ISTRUZIONI:
Per favore, ricopia tali e quali le righe dei record: comincia dalla prima e fermati dopo la riga che contiene "POLYGON ((73 201, 73", compresa.

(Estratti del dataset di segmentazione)
━━━━━━━━━━━━━━━━
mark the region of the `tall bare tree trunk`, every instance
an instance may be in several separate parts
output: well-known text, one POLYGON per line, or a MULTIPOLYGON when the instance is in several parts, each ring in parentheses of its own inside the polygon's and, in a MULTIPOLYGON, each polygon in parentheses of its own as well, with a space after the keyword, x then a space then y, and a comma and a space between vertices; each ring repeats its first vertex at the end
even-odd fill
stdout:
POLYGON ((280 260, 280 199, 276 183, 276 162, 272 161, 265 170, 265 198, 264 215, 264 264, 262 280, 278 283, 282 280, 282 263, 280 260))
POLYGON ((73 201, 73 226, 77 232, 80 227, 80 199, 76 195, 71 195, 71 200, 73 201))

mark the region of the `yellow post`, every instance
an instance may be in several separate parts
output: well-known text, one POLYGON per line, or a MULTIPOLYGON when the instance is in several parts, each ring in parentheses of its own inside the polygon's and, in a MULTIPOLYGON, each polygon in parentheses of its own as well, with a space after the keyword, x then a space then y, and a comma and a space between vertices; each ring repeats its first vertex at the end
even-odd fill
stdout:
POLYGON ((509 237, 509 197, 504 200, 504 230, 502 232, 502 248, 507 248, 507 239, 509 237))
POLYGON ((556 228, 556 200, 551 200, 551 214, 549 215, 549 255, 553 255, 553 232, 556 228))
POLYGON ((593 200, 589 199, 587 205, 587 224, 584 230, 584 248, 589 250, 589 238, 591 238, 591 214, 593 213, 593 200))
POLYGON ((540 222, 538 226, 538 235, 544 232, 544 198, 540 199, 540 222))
━━━━━━━━━━━━━━━━
RISPOSTA:
mark the region of the `tall bare tree trunk`, every instance
an instance may be in several separate parts
output: well-known text, one POLYGON per line, or a MULTIPOLYGON when the instance is in several parts, each ring in parentheses of its own inside the polygon's and, in a MULTIPOLYGON, each polygon in parentheses of its own as well, with a space after the keyword, x then a space then y, and a comma and a space between vertices; each ring repeats its first vertex at the end
even-odd fill
stdout:
POLYGON ((280 260, 280 199, 276 183, 276 162, 272 161, 265 170, 265 198, 264 215, 264 264, 262 280, 278 283, 282 280, 282 263, 280 260))
POLYGON ((73 201, 73 226, 77 232, 80 227, 80 199, 76 195, 71 195, 71 200, 73 201))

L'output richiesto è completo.